What to work on - Find the line that contains "Pick out the curly". Then set down that line and all the lines after it, to the end of the records, exactly and with nothing added.

Supplied material -
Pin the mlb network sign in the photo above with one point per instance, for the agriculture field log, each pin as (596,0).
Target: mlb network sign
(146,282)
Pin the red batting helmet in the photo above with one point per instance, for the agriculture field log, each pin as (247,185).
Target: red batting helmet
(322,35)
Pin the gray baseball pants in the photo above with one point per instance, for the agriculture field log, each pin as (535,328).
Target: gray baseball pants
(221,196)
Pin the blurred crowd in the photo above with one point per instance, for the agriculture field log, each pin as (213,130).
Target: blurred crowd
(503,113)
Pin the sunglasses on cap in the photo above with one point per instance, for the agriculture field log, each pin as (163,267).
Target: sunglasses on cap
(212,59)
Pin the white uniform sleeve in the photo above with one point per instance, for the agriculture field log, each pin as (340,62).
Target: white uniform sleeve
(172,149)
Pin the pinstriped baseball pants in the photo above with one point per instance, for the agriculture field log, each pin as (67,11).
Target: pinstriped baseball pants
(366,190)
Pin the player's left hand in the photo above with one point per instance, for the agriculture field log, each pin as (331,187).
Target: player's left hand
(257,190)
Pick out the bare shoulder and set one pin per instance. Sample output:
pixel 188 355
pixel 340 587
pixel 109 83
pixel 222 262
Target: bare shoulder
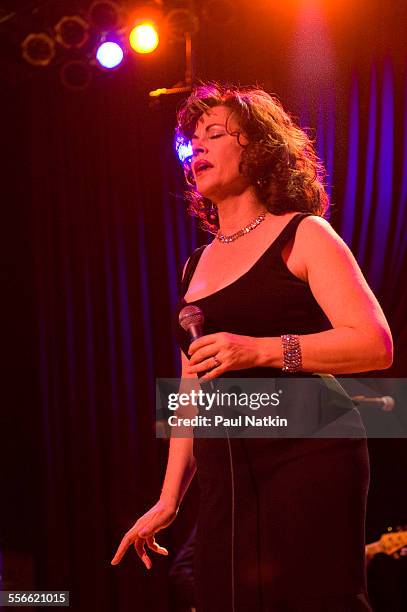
pixel 316 236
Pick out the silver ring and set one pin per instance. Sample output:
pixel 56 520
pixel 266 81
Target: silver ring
pixel 217 362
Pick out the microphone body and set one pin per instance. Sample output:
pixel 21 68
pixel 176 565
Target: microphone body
pixel 191 318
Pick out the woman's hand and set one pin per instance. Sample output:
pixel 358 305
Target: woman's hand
pixel 158 517
pixel 218 353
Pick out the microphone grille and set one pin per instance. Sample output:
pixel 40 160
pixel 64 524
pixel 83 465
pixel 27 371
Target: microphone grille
pixel 190 315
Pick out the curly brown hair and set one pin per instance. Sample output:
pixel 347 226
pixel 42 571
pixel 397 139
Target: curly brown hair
pixel 279 159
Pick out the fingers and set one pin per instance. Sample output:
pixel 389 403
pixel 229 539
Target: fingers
pixel 141 551
pixel 202 341
pixel 203 353
pixel 139 545
pixel 123 546
pixel 156 547
pixel 202 366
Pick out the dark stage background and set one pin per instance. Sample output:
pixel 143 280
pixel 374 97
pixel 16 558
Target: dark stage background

Response to this exercise -
Pick out the curly brown hair and set one pin per instance. Sample output:
pixel 347 226
pixel 42 571
pixel 397 139
Target: curly brown hair
pixel 279 159
Pick out the fingers and set one pin per instance. Sample output:
pixel 389 403
pixel 229 539
Target: fingers
pixel 141 551
pixel 202 341
pixel 203 353
pixel 139 545
pixel 123 546
pixel 156 547
pixel 202 366
Pick out the dark stage background and set one pin per instance. Sample output:
pixel 143 280
pixel 374 97
pixel 16 558
Target: dark stage background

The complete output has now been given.